• _Selected extract_
■ ■ ■ ■
Should a child’s obese body be used as evidence to support their removal from their parents' care? According to a recent report in The Age newspaper, the Children’s Court of Victoria thinks so.
Victoria’s Department of Human Services (DHS) has cited a young person’s obesity in at least two child protection cases this year. A spokesperson for the DHS told The Age obesity was not of itself grounds for child protection workers to become involved with a family. Nevertheless, the fact that obesity was used as evidence at all demonstrates that a child’s obese body is considered proof of abusive or neglectful parenting. But should it be?
Both Victorian children seem to have been placed into care, in part, because their mothers contributed to their obesity. The teenage girl was allowed to eat too much, while the boy’s medical intervention had failed because his mother let him sit “in his room, eating and inactive”. The courts and DHS assumed that if these children had different parents – or no parents at all – they would not be obese.
The central argument in these two cases is that the parents have neglected their child’s medical needs: the need to not be obese. Indeed, much of the debate around this issue (and childhood obesity in general) frames obesity as a medical problem that may be solved by medical intervention – including hormone treatment, medication and surgery – and of course, by making healthy lifestyle choices.
But there is a moral undercurrent to this issue of neglect. This stems from our societal understanding of what it means to be fat. The body is wrongly assumed to be an accurate indicator of a person’s moral worth – or lack of. Someone who is lean, even skinny, is perceived to be a “good person”: healthy, fit and active.
Conversely, a person who is fat is judged as having a lack of morals. They must be lazy, unhealthy, greedy, inactive, unfit, even stupid. In short, a fat person is deemed to be a bad person and a drain on the economy and society.
These two parents, as well as parents of fat children in general, are criticised and even demonised for failing to save their children from the sins of sloth, gluttony, and greed. They have been judged to be neglectful in their duty to protect their children from being fat. And when a parent is accused of causing or contributing to their child’s fatness, it’s insinuated that they’re also corrupting their child and creating a “bad person”.
These two Victorian children have been removed from their parent’s care to save them from neglectful parenting, ill-health, a fat body – and their soul. This is not to say that there were no medical reasons for placing these children into state care. But when we talk about obesity, our understandings of the fat body are imbued with both moral and medical assumptions. And it has become difficult to separate the two.
■ ■ ■ ■
[Source data]
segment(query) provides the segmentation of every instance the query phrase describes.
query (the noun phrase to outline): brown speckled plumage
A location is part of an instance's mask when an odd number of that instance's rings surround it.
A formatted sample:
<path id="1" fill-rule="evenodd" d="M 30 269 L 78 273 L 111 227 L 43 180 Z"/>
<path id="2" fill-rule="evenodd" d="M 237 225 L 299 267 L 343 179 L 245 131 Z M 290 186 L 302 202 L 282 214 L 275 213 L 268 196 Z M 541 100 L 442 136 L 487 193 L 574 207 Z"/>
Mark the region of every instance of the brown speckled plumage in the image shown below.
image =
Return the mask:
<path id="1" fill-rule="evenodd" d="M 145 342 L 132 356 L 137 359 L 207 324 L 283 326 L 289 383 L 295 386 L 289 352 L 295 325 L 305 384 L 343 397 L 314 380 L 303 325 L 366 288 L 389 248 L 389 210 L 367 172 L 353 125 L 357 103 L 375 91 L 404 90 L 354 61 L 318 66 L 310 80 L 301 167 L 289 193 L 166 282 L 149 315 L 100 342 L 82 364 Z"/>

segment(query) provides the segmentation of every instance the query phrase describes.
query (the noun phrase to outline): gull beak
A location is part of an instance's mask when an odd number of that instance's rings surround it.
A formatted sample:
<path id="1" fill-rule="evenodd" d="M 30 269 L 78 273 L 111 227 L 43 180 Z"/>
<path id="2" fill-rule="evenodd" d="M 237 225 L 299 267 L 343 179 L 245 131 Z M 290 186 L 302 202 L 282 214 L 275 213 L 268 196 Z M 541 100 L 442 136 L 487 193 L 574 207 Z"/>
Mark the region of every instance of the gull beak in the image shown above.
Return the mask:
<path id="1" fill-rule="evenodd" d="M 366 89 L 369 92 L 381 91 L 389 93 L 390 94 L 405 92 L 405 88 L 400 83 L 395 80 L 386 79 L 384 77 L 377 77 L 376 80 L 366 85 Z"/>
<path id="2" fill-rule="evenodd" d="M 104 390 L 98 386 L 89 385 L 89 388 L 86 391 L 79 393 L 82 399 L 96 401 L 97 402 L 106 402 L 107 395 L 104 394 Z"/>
■ ■ ■ ■
• _Work task 1_
In the article on obesity and child protection, rewrite the paragraph beginning "Both Victorian children seem" more concisely, keeping its main facts.
• _Work task 2_
Do these statements agree with the article on obesity and child protection? Answer yes or no for each and quote the deciding words. (a) A DHS spokesperson said obesity by itself was enough reason for child protection workers to get involved with a family. (b) Obesity was cited in at least two child protection cases this year. (c) The article rules out any medical reasons for placing the two children in state care.

• _Your response 1_
Both Victorian children appear to have been placed in care partly because their mothers contributed to their obesity. The teenage girl was allowed to overeat, and the boy's medical intervention failed because his mother let him stay in his room, eating and inactive. The courts and DHS assumed that with different parents, or none, the children would not be obese.

• _Your response 2_
(a) No: "obesity was not of itself grounds for child protection workers to become involved with a family"
(b) Yes: "cited a young person’s obesity in at least two child protection cases this year"
(c) No: "This is not to say that there were no medical reasons for placing these children into state care."